* [Data to examine]
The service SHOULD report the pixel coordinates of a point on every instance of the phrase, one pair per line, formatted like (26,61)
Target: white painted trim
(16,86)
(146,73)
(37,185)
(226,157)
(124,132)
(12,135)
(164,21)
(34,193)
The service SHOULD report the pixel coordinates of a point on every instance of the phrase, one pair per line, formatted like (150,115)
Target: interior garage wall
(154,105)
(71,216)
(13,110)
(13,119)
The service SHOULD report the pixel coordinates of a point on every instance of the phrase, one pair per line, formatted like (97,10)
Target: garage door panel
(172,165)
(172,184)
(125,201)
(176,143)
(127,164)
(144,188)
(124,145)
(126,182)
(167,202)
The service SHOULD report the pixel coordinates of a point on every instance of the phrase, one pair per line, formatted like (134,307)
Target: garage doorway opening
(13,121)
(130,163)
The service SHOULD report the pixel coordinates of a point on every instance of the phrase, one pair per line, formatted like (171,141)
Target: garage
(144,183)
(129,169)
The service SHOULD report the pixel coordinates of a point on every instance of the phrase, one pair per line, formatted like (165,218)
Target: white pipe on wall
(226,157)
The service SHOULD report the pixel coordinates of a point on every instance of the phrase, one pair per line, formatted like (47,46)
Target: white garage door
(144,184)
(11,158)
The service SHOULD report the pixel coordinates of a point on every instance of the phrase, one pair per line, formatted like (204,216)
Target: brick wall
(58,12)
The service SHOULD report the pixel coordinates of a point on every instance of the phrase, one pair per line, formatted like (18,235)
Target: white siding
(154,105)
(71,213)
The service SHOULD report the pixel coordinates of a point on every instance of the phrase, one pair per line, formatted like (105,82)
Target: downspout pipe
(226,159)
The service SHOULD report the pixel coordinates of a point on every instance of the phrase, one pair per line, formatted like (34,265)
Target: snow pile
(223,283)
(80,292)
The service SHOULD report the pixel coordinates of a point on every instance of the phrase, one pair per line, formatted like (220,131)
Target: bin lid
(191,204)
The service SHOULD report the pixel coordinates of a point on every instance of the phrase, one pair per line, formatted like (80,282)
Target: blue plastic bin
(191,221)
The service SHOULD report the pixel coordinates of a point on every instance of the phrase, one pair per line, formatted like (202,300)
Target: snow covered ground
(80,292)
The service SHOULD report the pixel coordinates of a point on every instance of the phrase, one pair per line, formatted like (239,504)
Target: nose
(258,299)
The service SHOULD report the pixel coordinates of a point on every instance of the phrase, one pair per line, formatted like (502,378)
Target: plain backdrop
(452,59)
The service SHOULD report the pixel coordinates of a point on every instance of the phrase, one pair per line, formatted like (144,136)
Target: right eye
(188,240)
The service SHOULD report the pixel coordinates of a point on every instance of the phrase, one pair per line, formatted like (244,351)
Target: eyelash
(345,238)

* [Exercise objective]
The response should consist only of the lines from the one containing "Target: right eye" to the end of the material above, both included.

* [Result of the task]
Target: right eye
(188,240)
The service SHOULD report the pixel coordinates of a point on every instance of the phrase, one pair per line, formatted like (244,351)
Target: eyelash
(345,238)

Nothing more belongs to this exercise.